◆ What this task involves
Where an entry below contains an image, skip the image and copy the rest exactly.

Start of Task input

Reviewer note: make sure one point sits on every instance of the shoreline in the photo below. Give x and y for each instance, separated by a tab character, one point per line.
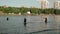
28	15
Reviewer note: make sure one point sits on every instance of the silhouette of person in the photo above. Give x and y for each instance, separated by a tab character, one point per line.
46	20
7	19
24	21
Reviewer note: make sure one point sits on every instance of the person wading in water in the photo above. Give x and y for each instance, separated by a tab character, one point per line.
7	18
45	20
25	22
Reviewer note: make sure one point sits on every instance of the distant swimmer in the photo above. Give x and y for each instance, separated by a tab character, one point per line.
7	18
24	21
46	20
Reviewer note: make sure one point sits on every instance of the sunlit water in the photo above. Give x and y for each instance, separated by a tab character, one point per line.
15	24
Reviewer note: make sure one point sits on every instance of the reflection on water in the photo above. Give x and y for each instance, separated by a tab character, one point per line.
34	23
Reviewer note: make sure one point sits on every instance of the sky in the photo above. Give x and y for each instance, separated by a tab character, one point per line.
26	3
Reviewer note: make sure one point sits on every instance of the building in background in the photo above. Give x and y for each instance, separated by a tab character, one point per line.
44	3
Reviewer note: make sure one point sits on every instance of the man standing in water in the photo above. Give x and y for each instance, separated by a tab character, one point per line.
7	19
45	20
24	21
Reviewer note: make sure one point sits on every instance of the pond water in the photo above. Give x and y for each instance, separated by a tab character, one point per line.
15	24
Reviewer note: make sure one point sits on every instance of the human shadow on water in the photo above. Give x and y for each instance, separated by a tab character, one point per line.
7	18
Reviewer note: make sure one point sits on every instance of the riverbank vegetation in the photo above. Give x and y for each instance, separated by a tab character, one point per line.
23	10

End of Task input

◆ Response to this exercise
Reviewer note: make sure one point sits on every instance of the shoreline in the photo below. Give x and y for each instance, separated by a tab character, one point per line.
28	15
Reviewer note: make sure one point sits on every instance of the silhouette of person in the photo above. Give x and y for each instance, separated by a tab character, one point per line.
46	20
7	19
24	21
Reviewer note: make sure one point sits on every instance of the person wading in water in the photo above. Give x and y for each instance, separated by a tab character, one point per line.
7	18
45	20
25	22
Reviewer note: make sure one point sits on every instance of the distant swimmer in the photo above. Give x and y for each instance, separated by a tab character, one point per line.
7	18
24	21
46	20
Reviewer note: make sure one point sits on every instance of the sunlit water in the photo above. Give x and y for each instance, separated by a tab character, one point per line.
15	24
Reviewer note: make sure one point sits on every instance of the reflection on water in the photo above. Give x and y for each instance, separated by a tab character, one point per line.
34	23
Reviewer note: make sure one point sits on every instance of the sky in the photo above. Give x and y for each instance, separated by a tab character, one point per line.
26	3
Reviewer note: make sure one point sits on every instance of the building in background in the photo above. Give x and y for each instance, separated by a tab character, one point per line.
44	3
Reviewer note: make sure one point sits on every instance of the man standing in water in the photo above. Give x and y for each instance, separated by a tab character, one point per line.
7	19
45	20
24	21
Reviewer note: make sure one point sits on every instance of the pond water in the photo above. Give x and y for each instance, separated by a tab character, one point per line.
15	24
Reviewer note: make sure one point sits on every instance of the human shadow on water in the photo above. Give x and y for each instance, separated by a tab character, one point per line.
7	18
Reviewer note: make sure one point sits on every instance of the riverbank vegetation in the photo above. Give x and y for each instance, separated by a tab character, one point per line.
23	10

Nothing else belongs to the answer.